*Excerpted text*:

Abstract 1344: Biphasic Effect of Electrotonic Fibroblast-Myocyte Coupling on 2D Wave Conduction Velocity and Reentry
Fibroblast proliferation is common to various cardiac diseases. Differentiation of fibroblasts into myofibroblasts may result in myocyte-fibroblast electrical coupling via gap junctions. We hypothesized that fibroblast proliferation and varying heterocellular coupling significantly alter 2-dimensional cardiac wave propagation and reentry dynamics.
Methods: Monolayers of co-cultured fibroblasts and myocytes from neonatal rat ventricles were optically mapped. The junctional coupling was reduced using Cx43 RNA silencer in the fibroblasts. Simulations were used to quantify the effects of heterocellular coupling variation. Conduction velocity (CV) was measured when pacing at 2 Hz.
Results: Experiments and simulations show linear CV and reentry frequency reduction with increased number of wavebreaks as fibroblast/myocyte mixed area ratio increases. However, simulations show that the effect of fibroblast-myocyte coupling on CV and reentry frequency is biphasic: as coupling increases reentry frequency and CV initially decrease and then increase. Panel A shows that for a 1/4 fibroblasts/myocytes mixture the minimum CV is at ~10% of the myocytes coupling. In both experiments and simulations, low heterocellular coupling can result in similar CV and frequency of rotation (p<0.05), but more fragmented wavefronts as compared with high coupling (panel B).

*Assigned task 1*:
Update the abstract's passage that opens with "Results: Experiments and" and closes with "coupling (panel B)." by replacing "biphasic" with "two-phase".
*Assigned task 2*:
In the abstract, at what pacing frequency was conduction velocity measured?
The material that comes next is separate from the abstract.

(Natural-language descriptions of regions)
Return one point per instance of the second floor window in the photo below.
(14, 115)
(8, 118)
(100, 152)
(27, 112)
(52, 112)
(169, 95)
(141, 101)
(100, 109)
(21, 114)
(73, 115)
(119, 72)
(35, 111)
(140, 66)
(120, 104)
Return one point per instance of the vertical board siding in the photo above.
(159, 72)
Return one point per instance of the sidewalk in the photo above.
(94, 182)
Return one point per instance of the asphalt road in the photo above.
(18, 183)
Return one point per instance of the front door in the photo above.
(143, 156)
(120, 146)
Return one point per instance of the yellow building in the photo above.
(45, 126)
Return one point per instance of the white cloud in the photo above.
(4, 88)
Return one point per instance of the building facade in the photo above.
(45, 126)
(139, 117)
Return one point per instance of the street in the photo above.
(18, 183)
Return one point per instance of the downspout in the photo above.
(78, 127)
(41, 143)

*Response box 1*:
Results: Experiments and simulations show linear CV and reentry frequency reduction with increased number of wavebreaks as fibroblast/myocyte mixed area ratio increases. However, simulations show that the effect of fibroblast-myocyte coupling on CV and reentry frequency is two-phase: as coupling increases reentry frequency and CV initially decrease and then increase. Panel A shows that for a 1/4 fibroblasts/myocytes mixture the minimum CV is at ~10% of the myocytes coupling. In both experiments and simulations, low heterocellular coupling can result in similar CV and frequency of rotation (p<0.05), but more fragmented wavefronts as compared with high coupling (panel B).

*Response box 2*:
2 Hz